— OPDRACHTDETAILS —
Noem alstublieft de datum waarop klaagster volgens het tekstfragment bij de deken een klacht over verweerder heeft ingediend.

— TEKSTFRAGMENT —
U zegt via watsapp dat u klaar mee bent en ik een andere advocaat moet zoeken.

Nu, dat ik geen advocaat heb, heeft u een toestemming aan mij om in gesprek te gaan met een advocaat van tegenpartij?

Ik wil graag een officieel schrijft van u ter bevestiging om een reden te weten, waarom u wilt met mijn zaak stoppen.

Hoeveel tijd/uur op toevoeging heeft u besteed aan mijn zaak, totaal?

Wilt u dat laten weten?’

2.44 Op 7 juli 2020 om 18:09 uur heeft verweerder klaagster gemaild:

‘Het werkt alsvolgt. Je zoekt een nieuwe advocaat; die meldt zich bij mij; die stuur ik het (dikke) dossier toe. Die krijgt van mij een urenopgave voor de toevoeging en het is klaar. Ik zal de advocaat van (…) en de rechtbank laten weten dat ik er mee stop.

Veel succes.

2.45 Op 8 juli 2020 heeft klaagster bij de deken een klacht over verweerder ingediend. 2.46 Op 24 juli 2020 heeft verweerder klaagster gemaild:

‘Het probleem is dat je mij niet vertrouwt. Daarom stop ik er mee. Je moet je eigen advocaat zoeken. Nee, ik heb geen subsidie gekregen. Ik word pas betaald als de zaak klaar is.’

2.47 Op 30 juli 2020 heeft klaagster verweerder gemaild:

‘Ik vraag u vriendelijk om mijn opmerkingen over de Ouderschapsplan naar de tegenpartij door te sturen, dus naar de advocaat van mijn man.

Ik stuur hieronder het bericht van 30 april, waar ik had uw verzoekt om mijn commentaar door te sturen naar de tegenpartij.

Ik en tegenpartij willen graag zo ver mogelijk over de Ouderschapsplan in consensus zijn, overeenkomen dus.

Ik heb inmiddels meer aanpassingen die ik aan de Ouderschapsplan wil doen, zal ik die ook toesturen? Dan zou u het gelijk door sturen naar de tegenpartij, alstublieft.

(Deel van een gegevensbestand)
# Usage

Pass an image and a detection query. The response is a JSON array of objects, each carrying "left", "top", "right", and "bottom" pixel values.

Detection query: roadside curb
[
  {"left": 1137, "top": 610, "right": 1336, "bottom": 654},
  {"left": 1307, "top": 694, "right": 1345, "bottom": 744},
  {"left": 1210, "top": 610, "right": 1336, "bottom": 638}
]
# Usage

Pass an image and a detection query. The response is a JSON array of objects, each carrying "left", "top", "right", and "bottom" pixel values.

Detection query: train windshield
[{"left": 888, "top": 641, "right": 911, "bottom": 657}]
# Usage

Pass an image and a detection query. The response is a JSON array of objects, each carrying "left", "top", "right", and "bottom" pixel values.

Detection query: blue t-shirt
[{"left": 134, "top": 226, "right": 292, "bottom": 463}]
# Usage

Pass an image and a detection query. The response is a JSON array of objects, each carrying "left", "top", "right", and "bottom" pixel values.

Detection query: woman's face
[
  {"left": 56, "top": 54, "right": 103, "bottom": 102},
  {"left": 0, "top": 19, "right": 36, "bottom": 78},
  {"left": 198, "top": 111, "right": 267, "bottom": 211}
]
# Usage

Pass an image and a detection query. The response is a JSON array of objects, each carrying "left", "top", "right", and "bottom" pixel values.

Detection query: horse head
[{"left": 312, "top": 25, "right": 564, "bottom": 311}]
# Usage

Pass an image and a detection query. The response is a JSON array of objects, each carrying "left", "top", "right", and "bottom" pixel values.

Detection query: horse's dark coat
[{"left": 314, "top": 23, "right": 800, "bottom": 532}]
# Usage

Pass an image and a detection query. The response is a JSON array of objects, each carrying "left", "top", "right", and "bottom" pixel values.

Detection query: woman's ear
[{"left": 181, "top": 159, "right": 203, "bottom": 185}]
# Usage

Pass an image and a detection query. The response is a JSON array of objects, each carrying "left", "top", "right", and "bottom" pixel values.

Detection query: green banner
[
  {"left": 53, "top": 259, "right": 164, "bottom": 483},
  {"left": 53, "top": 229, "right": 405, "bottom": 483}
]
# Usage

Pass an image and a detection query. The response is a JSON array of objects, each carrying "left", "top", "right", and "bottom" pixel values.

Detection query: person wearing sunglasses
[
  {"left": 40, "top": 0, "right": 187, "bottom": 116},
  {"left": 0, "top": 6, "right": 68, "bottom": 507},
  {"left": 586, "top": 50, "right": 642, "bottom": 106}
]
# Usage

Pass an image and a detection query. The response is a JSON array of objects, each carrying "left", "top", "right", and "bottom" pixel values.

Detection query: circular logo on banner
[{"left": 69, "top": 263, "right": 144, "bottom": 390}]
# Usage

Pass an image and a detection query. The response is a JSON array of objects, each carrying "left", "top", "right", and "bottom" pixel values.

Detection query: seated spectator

— ANTWOORD OPDRACHT —
Op 8 juli 2020.